Free-text object descriptions
▼
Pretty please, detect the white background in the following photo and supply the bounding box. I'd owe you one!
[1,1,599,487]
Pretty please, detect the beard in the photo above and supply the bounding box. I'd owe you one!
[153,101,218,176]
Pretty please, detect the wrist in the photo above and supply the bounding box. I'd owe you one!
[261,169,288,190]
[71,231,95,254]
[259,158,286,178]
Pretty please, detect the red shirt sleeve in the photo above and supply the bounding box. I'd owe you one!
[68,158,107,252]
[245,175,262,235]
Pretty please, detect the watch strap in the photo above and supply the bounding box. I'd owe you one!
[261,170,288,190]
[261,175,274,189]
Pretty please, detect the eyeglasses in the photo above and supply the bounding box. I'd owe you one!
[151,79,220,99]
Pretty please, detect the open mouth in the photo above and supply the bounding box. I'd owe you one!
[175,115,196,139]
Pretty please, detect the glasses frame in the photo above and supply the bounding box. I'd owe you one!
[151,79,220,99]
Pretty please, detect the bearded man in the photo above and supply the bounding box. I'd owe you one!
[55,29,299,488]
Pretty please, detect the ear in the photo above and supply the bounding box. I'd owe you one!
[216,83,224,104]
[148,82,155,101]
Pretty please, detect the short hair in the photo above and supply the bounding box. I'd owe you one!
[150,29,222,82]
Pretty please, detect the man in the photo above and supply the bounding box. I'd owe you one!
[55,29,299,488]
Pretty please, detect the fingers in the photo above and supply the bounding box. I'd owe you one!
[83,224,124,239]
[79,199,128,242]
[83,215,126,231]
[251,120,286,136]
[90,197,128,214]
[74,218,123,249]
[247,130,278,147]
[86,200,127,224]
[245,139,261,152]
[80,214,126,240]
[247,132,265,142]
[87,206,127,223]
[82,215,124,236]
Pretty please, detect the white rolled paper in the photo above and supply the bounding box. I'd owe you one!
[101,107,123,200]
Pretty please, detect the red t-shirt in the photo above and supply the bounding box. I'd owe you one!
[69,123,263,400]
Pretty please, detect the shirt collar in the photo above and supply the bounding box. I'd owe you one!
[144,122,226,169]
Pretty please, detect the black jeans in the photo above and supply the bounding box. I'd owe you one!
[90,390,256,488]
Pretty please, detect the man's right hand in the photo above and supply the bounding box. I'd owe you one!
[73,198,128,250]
▲
Each line from the one containing "Pretty please, detect the man's" to the end of the records should be echoed exactly, and no other line.

**SOLUTION TO THIS PROBLEM:**
Pretty please, detect the man's right hand in the photo above and supply the bounding box. I'd owe you one!
[73,198,128,250]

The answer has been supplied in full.